## BEGIN
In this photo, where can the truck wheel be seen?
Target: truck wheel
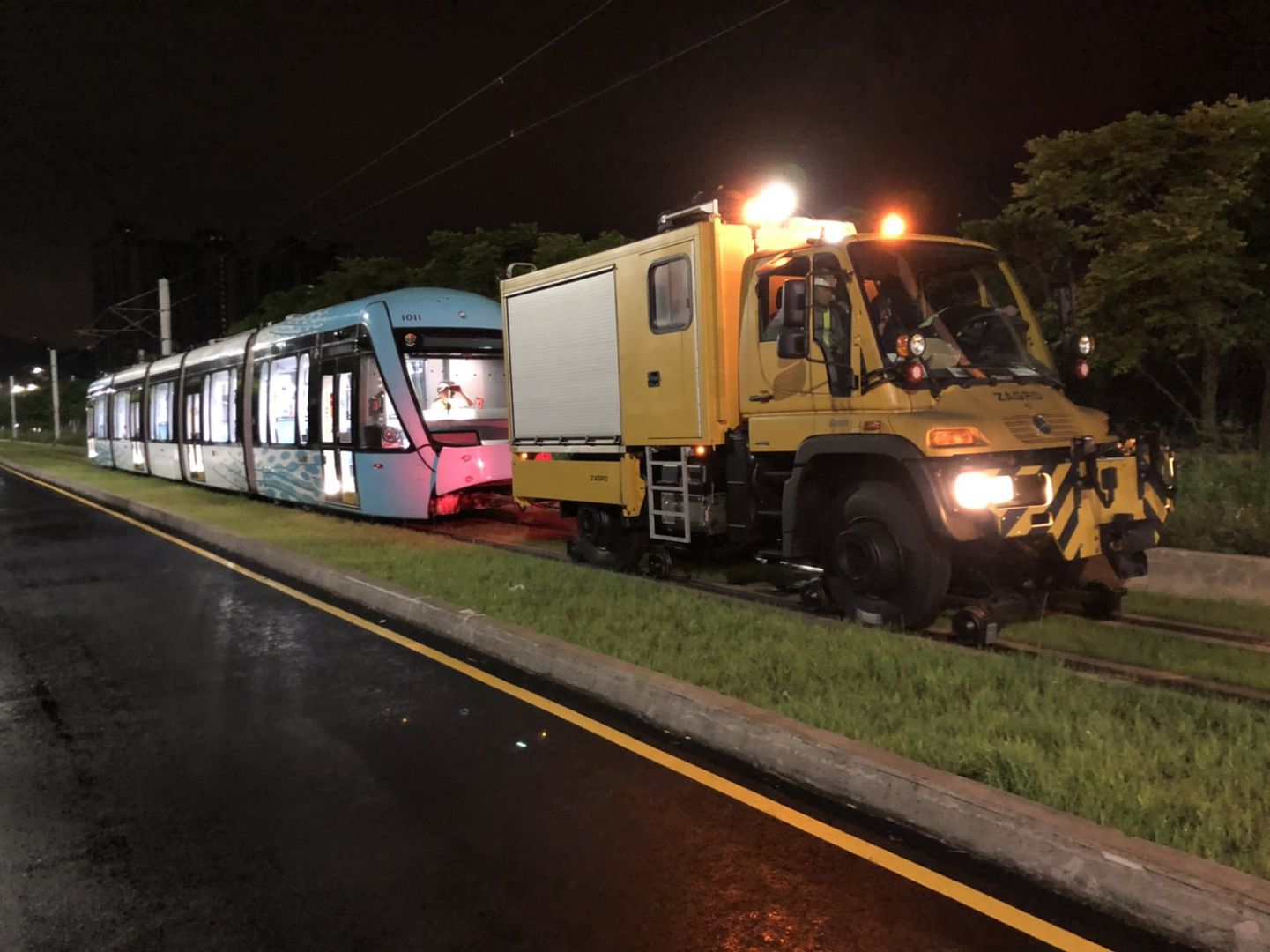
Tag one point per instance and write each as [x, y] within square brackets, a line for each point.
[881, 564]
[604, 539]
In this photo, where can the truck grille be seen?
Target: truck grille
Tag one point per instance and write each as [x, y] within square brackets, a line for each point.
[1024, 428]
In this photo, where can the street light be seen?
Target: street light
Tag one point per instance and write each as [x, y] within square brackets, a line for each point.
[14, 389]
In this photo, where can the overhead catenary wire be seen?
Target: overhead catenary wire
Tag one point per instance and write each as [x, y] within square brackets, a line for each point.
[550, 117]
[498, 80]
[515, 134]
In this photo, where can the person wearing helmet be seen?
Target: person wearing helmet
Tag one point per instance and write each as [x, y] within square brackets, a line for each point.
[449, 396]
[831, 323]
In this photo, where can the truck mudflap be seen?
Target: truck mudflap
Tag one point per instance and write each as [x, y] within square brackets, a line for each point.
[1096, 505]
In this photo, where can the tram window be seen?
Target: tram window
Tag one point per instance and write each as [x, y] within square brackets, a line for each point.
[135, 413]
[670, 295]
[382, 428]
[121, 416]
[219, 389]
[262, 403]
[282, 400]
[160, 412]
[345, 411]
[302, 399]
[328, 408]
[460, 394]
[100, 419]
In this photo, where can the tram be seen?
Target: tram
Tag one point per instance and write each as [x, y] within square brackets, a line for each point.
[391, 405]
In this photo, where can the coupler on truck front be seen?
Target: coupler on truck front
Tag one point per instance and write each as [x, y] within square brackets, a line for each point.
[1102, 511]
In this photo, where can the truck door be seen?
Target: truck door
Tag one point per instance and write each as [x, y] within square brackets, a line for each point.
[665, 361]
[772, 384]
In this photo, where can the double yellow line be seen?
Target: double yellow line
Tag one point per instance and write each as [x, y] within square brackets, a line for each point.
[913, 872]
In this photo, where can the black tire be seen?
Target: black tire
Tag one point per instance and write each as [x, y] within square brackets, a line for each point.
[604, 538]
[881, 564]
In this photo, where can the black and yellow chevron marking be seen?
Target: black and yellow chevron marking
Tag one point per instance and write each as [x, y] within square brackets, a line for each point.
[1073, 517]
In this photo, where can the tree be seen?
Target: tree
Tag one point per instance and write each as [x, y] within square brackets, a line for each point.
[472, 261]
[352, 279]
[1149, 218]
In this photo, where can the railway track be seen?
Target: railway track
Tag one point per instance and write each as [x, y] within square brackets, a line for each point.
[1081, 664]
[1208, 635]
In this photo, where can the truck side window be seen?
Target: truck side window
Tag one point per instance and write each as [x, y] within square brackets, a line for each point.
[670, 295]
[769, 289]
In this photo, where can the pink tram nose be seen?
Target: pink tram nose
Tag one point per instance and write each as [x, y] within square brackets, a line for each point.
[470, 466]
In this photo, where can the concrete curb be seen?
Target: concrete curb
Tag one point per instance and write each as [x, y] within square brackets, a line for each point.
[1207, 575]
[1190, 899]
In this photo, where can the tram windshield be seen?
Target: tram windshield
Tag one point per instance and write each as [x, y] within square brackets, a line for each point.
[457, 379]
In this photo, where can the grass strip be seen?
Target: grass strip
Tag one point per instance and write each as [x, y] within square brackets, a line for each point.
[1181, 770]
[1147, 647]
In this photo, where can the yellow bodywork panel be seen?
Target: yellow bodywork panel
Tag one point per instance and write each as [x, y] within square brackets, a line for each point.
[581, 480]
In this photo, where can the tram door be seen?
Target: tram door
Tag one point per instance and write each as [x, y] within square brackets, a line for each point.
[338, 414]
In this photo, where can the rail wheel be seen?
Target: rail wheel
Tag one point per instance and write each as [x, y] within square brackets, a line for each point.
[604, 539]
[881, 564]
[1102, 601]
[661, 563]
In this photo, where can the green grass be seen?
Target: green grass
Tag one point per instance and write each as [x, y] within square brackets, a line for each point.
[1146, 647]
[1183, 770]
[1243, 615]
[1223, 503]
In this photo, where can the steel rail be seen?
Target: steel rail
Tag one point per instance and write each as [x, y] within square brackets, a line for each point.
[1081, 664]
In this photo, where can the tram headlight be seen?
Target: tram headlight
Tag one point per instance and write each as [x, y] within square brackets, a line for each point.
[977, 491]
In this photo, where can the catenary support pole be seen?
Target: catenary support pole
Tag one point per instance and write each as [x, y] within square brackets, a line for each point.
[164, 318]
[57, 408]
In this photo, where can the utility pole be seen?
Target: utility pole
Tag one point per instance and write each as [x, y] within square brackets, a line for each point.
[57, 414]
[164, 318]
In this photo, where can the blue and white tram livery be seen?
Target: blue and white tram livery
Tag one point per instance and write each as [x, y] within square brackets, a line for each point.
[390, 405]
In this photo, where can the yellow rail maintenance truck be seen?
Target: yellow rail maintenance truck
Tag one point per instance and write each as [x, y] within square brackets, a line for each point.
[878, 410]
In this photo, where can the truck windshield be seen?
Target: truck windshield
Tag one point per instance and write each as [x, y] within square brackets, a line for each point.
[457, 379]
[958, 298]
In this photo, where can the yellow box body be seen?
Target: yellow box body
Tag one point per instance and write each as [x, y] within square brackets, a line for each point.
[581, 480]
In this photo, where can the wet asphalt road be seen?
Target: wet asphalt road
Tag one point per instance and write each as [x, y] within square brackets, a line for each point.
[195, 760]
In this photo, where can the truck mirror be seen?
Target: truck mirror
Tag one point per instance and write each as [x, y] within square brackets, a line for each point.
[794, 305]
[791, 344]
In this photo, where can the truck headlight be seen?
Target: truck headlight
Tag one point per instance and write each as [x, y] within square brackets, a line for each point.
[977, 491]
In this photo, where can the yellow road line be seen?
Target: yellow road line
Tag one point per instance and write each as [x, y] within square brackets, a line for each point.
[913, 872]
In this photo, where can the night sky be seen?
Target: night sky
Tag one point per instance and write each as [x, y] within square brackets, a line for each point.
[227, 115]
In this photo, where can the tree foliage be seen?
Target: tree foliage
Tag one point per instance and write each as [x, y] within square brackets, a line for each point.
[466, 261]
[1158, 224]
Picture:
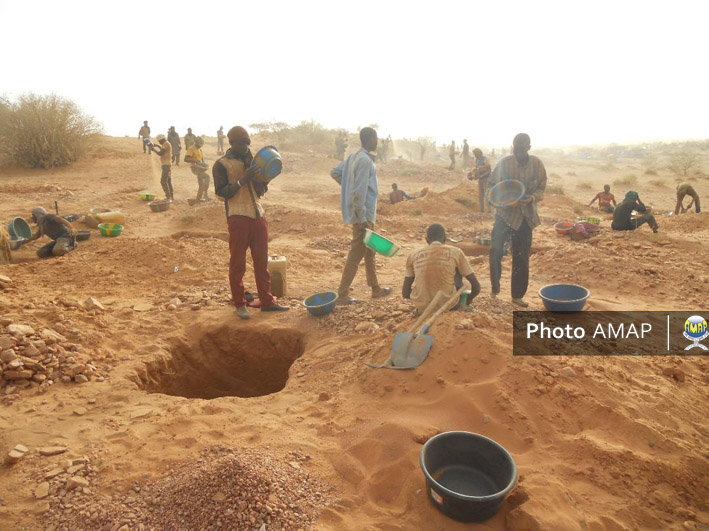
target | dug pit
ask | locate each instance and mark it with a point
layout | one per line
(225, 361)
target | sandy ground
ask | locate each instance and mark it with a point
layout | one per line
(620, 446)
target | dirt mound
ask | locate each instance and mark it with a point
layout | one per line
(224, 489)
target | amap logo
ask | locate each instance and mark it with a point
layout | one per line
(695, 329)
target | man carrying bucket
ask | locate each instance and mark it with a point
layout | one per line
(357, 177)
(195, 157)
(516, 221)
(165, 152)
(239, 184)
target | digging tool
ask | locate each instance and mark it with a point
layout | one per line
(412, 350)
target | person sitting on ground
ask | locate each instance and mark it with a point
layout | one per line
(195, 156)
(165, 152)
(622, 216)
(436, 267)
(605, 198)
(58, 229)
(685, 189)
(397, 196)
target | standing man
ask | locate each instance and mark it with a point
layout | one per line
(238, 183)
(517, 221)
(220, 140)
(685, 189)
(174, 140)
(189, 138)
(605, 198)
(165, 152)
(481, 173)
(451, 155)
(143, 134)
(357, 177)
(466, 153)
(195, 156)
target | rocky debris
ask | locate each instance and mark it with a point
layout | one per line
(38, 360)
(42, 490)
(92, 303)
(568, 372)
(52, 450)
(17, 453)
(224, 489)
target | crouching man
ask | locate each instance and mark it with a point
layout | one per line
(58, 229)
(436, 267)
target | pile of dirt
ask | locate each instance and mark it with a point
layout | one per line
(225, 488)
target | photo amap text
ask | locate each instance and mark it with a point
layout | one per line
(604, 331)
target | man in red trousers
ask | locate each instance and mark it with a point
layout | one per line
(239, 184)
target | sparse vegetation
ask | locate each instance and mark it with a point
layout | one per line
(628, 180)
(681, 162)
(45, 131)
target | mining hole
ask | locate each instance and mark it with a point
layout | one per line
(227, 361)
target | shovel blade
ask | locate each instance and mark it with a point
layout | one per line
(416, 355)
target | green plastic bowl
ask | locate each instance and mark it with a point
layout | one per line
(110, 229)
(378, 243)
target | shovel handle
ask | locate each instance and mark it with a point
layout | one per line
(446, 306)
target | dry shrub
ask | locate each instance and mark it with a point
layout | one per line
(555, 189)
(629, 180)
(45, 131)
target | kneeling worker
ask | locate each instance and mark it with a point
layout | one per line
(436, 267)
(685, 189)
(622, 217)
(58, 229)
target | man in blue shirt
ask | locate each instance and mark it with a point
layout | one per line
(358, 178)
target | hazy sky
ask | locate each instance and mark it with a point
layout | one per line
(564, 71)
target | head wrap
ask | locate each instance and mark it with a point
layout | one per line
(38, 214)
(236, 134)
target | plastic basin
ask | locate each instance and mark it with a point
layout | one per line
(19, 228)
(564, 227)
(110, 229)
(269, 160)
(467, 475)
(159, 206)
(321, 303)
(564, 297)
(507, 193)
(380, 244)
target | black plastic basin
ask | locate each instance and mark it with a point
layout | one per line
(467, 475)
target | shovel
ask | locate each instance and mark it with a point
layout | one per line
(411, 351)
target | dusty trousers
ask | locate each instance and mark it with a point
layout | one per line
(358, 251)
(521, 246)
(249, 233)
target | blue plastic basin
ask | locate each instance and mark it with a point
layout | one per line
(19, 229)
(564, 297)
(321, 303)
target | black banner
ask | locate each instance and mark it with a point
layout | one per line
(610, 333)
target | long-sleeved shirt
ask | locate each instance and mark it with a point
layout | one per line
(534, 177)
(357, 176)
(623, 213)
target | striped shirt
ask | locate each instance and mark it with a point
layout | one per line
(534, 177)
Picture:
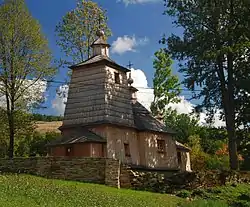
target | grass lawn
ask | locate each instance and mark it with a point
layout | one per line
(233, 196)
(31, 191)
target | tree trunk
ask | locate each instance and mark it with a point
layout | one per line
(233, 158)
(10, 114)
(230, 119)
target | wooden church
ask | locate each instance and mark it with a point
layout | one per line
(104, 119)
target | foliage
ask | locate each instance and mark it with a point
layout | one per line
(77, 30)
(23, 127)
(212, 139)
(29, 191)
(214, 48)
(206, 203)
(183, 194)
(25, 59)
(215, 162)
(185, 125)
(166, 85)
(46, 118)
(34, 144)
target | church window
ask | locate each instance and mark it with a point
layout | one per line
(69, 151)
(127, 150)
(117, 78)
(161, 145)
(179, 157)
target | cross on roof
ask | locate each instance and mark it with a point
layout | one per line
(129, 65)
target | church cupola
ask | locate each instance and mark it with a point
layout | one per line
(100, 46)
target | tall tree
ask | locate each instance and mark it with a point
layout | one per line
(166, 85)
(77, 30)
(215, 48)
(24, 59)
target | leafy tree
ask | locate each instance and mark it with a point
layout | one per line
(215, 48)
(212, 139)
(166, 85)
(46, 118)
(185, 125)
(77, 30)
(24, 60)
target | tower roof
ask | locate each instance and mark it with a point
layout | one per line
(100, 40)
(100, 59)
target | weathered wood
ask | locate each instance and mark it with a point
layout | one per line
(94, 96)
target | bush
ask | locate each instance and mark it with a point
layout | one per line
(215, 162)
(184, 194)
(206, 203)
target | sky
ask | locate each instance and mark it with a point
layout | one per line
(137, 26)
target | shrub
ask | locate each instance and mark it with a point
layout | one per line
(184, 194)
(215, 162)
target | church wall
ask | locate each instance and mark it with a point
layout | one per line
(78, 150)
(152, 157)
(86, 97)
(185, 161)
(116, 138)
(97, 149)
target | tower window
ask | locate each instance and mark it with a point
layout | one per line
(161, 145)
(69, 151)
(179, 157)
(117, 78)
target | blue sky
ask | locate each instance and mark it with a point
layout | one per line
(142, 22)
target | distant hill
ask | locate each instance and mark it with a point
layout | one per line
(46, 118)
(43, 127)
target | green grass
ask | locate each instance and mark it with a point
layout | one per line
## END
• _Given instruction_
Can you output the records from the line with "In this photo, where can the truck door" up to and including the line with "[1208, 635]" as a Markdown table with the columns Row and Record line, one numbered row per line and blank lines left out?

• _Reply to the task_
| Row | Record line |
|---|---|
| 1 | In this photo, where can the truck door be seen? |
| 2 | Target: truck door |
| 3 | Tag one point per instance and write each as [x, y] within square brackets, a line for each point. |
| 4 | [665, 361] |
| 5 | [772, 384] |
| 6 | In this photo, where can the double yellow line be seen? |
| 7 | Target: double yellow line |
| 8 | Tag one point per instance and write each as [x, y] within square brackets, a line for each point. |
| 9 | [913, 872] |
| 10 | In this photo, where can the black tire be seen? |
| 11 | Target: black tire |
| 12 | Tag one point per instance and write each as [x, y] within square brackets, a line for each point. |
| 13 | [604, 538] |
| 14 | [881, 564] |
| 15 | In this photo, where can the black and yellow chevron marking be seen? |
| 16 | Target: black and yellow chevron marking |
| 17 | Tag one point per instance and write each as [x, y] within square brackets, a line for each point. |
| 18 | [1073, 517] |
| 19 | In this photo, where can the tree be seen? |
| 20 | Target: tree |
| 21 | Tag one point per instance and write each as [x, y] within square brackets, a line for each point. |
| 22 | [472, 261] |
| 23 | [352, 279] |
| 24 | [1149, 218] |
| 25 | In this photo, where can the railway track be seen? |
| 26 | Target: railway track |
| 27 | Tag one point per instance and write each as [x, y] within square brackets, a line for each point. |
| 28 | [1081, 664] |
| 29 | [1208, 635] |